Exercise brief:
Check each line of the data for "every", and copy the ones that have it.

[Extracted data entries]
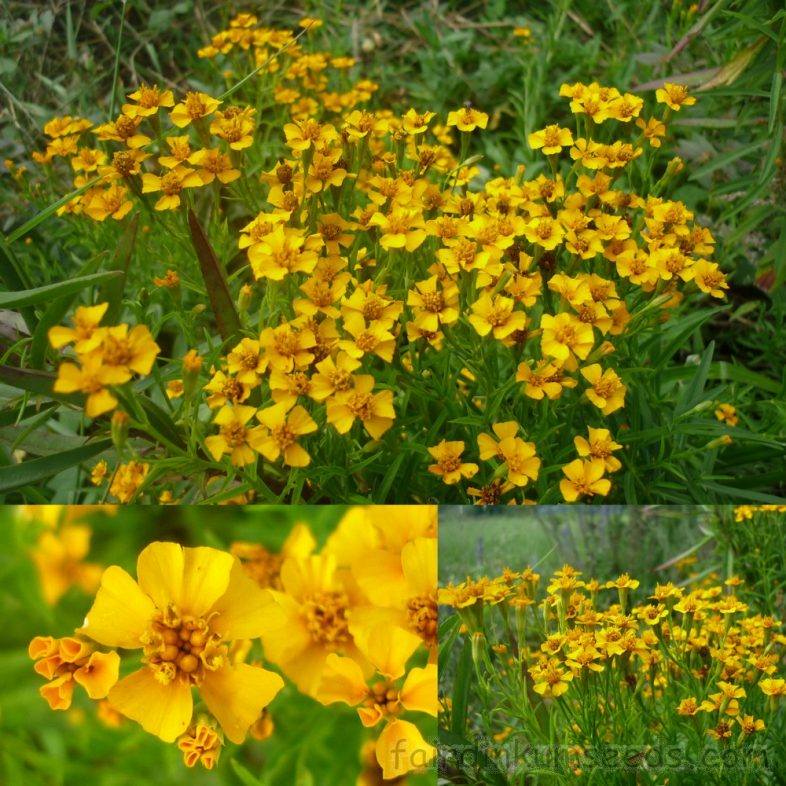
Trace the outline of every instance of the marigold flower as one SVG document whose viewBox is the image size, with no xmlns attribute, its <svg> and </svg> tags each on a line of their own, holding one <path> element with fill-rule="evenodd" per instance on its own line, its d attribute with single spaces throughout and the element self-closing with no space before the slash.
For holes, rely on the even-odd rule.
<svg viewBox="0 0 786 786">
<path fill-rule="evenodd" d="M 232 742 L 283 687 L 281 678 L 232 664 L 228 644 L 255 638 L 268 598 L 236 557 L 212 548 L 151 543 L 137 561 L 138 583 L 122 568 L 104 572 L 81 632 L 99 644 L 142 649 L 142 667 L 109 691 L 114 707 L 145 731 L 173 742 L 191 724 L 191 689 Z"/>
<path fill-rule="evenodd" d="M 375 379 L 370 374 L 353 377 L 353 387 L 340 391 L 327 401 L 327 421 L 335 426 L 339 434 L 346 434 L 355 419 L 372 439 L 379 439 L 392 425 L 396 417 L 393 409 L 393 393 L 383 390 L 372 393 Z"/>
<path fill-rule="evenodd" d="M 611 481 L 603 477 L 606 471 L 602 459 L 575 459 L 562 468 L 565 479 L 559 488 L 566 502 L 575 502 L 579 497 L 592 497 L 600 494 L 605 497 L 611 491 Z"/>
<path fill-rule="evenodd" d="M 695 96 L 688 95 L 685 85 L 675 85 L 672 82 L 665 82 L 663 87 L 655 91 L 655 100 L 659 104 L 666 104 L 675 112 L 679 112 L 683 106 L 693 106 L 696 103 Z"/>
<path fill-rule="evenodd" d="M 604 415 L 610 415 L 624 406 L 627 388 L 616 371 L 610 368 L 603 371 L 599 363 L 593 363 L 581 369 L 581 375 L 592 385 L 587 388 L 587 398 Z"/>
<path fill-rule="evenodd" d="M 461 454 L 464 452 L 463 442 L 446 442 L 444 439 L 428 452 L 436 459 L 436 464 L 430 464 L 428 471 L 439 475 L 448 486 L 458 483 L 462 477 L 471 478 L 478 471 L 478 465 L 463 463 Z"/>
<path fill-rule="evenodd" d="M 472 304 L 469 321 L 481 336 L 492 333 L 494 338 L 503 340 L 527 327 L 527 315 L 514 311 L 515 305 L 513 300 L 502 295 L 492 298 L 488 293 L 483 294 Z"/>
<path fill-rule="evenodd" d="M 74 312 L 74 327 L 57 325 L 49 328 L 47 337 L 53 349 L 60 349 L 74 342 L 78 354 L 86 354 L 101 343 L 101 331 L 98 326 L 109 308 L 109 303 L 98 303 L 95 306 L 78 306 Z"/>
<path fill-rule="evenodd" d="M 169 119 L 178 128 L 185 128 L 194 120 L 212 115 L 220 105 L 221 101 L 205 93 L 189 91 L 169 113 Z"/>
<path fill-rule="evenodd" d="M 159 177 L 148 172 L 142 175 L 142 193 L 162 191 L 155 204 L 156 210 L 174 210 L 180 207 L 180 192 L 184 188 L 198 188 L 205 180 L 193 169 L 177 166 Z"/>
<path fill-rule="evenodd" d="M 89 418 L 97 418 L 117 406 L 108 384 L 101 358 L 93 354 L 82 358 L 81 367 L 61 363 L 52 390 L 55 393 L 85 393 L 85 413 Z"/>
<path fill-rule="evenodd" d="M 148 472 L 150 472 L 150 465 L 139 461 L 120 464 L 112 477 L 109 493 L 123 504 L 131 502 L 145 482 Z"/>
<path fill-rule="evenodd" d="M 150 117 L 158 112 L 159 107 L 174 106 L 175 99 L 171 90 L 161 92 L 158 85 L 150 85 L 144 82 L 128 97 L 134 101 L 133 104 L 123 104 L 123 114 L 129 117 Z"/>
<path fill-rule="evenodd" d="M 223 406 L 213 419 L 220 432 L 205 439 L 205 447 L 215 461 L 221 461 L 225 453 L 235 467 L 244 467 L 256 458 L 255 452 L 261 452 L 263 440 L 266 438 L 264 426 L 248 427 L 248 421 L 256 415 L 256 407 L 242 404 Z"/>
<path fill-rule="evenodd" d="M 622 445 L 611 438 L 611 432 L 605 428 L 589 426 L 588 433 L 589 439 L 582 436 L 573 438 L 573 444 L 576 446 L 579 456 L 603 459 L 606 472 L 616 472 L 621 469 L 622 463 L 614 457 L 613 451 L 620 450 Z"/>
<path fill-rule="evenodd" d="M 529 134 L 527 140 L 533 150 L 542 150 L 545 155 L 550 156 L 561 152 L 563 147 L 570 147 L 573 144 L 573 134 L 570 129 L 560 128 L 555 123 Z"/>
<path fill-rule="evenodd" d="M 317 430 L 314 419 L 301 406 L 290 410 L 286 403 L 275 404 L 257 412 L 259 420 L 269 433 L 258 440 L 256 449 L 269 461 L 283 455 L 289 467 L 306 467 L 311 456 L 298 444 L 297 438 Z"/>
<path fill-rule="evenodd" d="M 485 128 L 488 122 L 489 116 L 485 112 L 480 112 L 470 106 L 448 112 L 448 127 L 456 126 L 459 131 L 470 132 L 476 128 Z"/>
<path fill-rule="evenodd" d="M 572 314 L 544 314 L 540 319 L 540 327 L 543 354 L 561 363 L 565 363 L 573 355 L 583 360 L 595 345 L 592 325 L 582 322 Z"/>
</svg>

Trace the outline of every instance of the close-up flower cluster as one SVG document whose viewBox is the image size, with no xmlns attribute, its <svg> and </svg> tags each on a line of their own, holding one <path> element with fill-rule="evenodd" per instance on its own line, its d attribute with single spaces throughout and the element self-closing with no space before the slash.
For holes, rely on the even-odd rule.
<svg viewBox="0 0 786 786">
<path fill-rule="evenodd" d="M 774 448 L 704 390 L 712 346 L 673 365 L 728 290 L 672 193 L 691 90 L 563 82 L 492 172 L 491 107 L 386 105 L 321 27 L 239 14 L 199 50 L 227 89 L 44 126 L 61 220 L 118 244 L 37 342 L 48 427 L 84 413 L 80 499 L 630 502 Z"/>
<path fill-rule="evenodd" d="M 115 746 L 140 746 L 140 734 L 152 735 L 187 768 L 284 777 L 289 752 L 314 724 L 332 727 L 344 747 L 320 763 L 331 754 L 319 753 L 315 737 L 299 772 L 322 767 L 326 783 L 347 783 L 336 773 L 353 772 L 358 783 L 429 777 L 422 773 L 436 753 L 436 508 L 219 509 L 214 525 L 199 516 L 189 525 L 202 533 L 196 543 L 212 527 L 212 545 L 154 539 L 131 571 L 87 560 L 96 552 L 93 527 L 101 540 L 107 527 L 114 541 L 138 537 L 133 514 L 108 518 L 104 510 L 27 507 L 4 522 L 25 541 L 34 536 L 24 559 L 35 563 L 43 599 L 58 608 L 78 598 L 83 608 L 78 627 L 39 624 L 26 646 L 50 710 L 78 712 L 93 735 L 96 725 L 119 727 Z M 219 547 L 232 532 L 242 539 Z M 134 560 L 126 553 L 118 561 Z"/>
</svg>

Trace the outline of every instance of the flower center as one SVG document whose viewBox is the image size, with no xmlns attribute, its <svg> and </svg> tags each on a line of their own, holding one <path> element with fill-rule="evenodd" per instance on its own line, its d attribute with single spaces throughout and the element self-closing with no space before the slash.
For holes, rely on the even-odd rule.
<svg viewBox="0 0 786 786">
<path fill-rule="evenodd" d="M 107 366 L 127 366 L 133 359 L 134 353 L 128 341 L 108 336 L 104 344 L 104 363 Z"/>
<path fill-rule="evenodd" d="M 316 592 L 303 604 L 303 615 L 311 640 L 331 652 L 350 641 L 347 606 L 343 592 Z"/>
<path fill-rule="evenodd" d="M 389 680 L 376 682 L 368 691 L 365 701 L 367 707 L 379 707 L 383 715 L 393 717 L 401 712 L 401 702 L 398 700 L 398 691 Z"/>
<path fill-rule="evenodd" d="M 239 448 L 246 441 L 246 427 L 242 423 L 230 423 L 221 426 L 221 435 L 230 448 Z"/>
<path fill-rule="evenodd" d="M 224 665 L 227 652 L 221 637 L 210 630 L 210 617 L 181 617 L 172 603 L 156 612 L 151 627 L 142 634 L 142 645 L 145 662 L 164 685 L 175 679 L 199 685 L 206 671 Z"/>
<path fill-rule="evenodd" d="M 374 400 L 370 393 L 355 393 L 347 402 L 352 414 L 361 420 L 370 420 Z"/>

Your solution:
Trace the outline of every instance of the marigold flower as one SVG document whose viewBox is the image size, with no xmlns attribute, its <svg> and </svg> tags each on a line of their own, holding one <path> element with fill-rule="evenodd" per instance on its own line, its d attribute with single spaces throughout and the element self-closing with no space before the slash.
Trace the outline of every instance of the close-up flower cluster as one SVG document whose viewBox is the image size, with no xmlns attribute, its <svg> and </svg> tags each on a line of their own, holding one <path> element with fill-rule="evenodd" per instance on its own line, its d attribute with single spaces throughout and the element self-closing with no space before the slash.
Trace the outline of every instance of the flower center as one SVG document whose viewBox is the image size, with no xmlns attribute, its <svg> and </svg> tags each on a line of their own, holding one <path> element with fill-rule="evenodd" per instance on its own line, its d attribute with single spaces throughout and the element self-closing with no space before the slash.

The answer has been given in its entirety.